Current Pharmacological Treatment Available for Opiate Addiction
In 2012, the National Institute on Drug Abuse (NIDA) and National Institutes of Health (NIH) published the revised Principles of Drug Addiction Treatment - A Research-Based Guide*. Excerpts from this important document are included to provide a brief overview of the available pharmacological treatment for opiate addiction.
Medications are an important element of treatment for many patients, especially when combined with counseling and other behavioral therapies. Methadone and levo-alpha-acetylmethadol (LAAM) are very effective in helping individuals addicted to heroin or other opiates stabilize their lives and reduce their illicit drug use. Naltrexone is also an effective medication for some opiate addicts and some patients with co-occurring alcohol dependence.
* Cite article: National Institute on Drug Abuse. (2012, December). Principles of Drug Addiction Treatment: A Research-Based Guide (Third Edition). (NIH Publication No. 12-4180). Rockville, MD: National Institutes of Health.
Methadone and LAAM
As used in maintenance treatment, methadone and LAAM are not heroin substitutes. Methadone and LAAM have far more gradual onsets of actions than heroin, and as a result, patients stabilized on these medications do not experience any rush. In addition, both medications wear off much more slowly than heroin, so there is no sudden crash, and the brain and body are not exposed to the marked fluctuations seen with heroin use. Maintenance treatment with methadone or LAAM markedly reduces the desire for heroin. If an individual maintained on adequate, regular doses of methadone (once a day) or LAAM (several times per week) tries to take heroin, the euphoric effects of heroin will be significantly blocked. According to research, patients undergoing maintenance treatment do not suffer the medical abnormalities and behavioral destabilization that rapid fluctuations in drug levels cause in heroin addicts.Methadone treatment programs for opiate addicts usually are conducted in outpatient settings.
These programs use a long-acting synthetic opiate medication, usually methadone or LAAM, administered orally for a sustained period at a dosage sufficient to prevent opiate withdrawal, block the effects of illicit opiate use, and decrease opiate craving. Patients stabilized on adequate, sustained dosages of methadone or LAAM can function normally. They can hold jobs, avoid the crime and violence of the street culture, and reduce their exposure to HIV by stopping or decreasing injection drug use and drug-related high-risk sexual behavior.
Patients stabilized on Methadone or LAAM can engage more readily in counseling and other behavioral interventions essential to recovery and rehabilitation. The best, most effective Methadone or LAAM treatment programs include individual and/ or group counseling, as well as provision of, or referral to, other needed medical, psychological, and social services.
□ □ □
QUESTIONS ON THE MATERIAL ->
1) According to the text on opiate addiction treatment, how often is methadone taken in adequate, regular maintenance doses?
2) The text on opiate addiction treatment gives the purposes of the dosage used in maintenance programs. List all of them.
3) Transcribe the text on opiate addiction treatment from "Current Pharmacological Treatment" to "co-occurring alcohol dependence.".
□ □ □
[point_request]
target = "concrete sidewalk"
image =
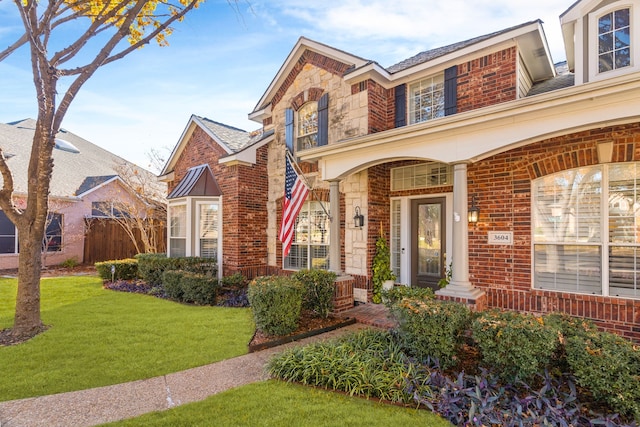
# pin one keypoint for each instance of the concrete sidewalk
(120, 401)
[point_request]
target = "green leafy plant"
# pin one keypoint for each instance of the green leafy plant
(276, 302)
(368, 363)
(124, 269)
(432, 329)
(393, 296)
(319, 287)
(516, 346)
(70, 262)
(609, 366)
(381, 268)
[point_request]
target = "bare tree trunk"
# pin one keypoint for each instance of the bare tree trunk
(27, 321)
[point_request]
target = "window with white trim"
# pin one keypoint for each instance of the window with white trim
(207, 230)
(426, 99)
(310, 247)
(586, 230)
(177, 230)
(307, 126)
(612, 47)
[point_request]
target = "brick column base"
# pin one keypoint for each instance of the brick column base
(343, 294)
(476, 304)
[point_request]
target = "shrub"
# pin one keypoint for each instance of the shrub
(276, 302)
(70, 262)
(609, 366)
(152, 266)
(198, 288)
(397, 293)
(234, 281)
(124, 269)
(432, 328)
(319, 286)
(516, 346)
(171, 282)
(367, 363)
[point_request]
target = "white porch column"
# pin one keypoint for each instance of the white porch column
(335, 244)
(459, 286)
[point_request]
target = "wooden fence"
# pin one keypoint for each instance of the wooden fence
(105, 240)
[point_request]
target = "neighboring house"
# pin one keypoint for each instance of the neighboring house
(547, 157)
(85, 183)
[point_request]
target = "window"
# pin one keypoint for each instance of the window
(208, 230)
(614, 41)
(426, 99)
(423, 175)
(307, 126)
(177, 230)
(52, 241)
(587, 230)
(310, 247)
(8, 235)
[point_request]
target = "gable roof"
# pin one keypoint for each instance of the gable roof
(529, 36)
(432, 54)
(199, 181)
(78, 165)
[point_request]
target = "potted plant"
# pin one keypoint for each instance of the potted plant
□ □ □
SET OF ANSWERS ->
1) Once a day.

2)
- To prevent opiate withdrawal
- To block the effects of illicit opiate use
- To decrease opiate craving

3)
Current Pharmacological Treatment Available for Opiate Addiction
In 2012, the National Institute on Drug Abuse (NIDA) and National Institutes of Health (NIH) published the revised Principles of Drug Addiction Treatment - A Research-Based Guide*. Excerpts from this important document are included to provide a brief overview of the available pharmacological treatment for opiate addiction.
Medications are an important element of treatment for many patients, especially when combined with counseling and other behavioral therapies. Methadone and levo-alpha-acetylmethadol (LAAM) are very effective in helping individuals addicted to heroin or other opiates stabilize their lives and reduce their illicit drug use. Naltrexone is also an effective medication for some opiate addicts and some patients with co-occurring alcohol dependence.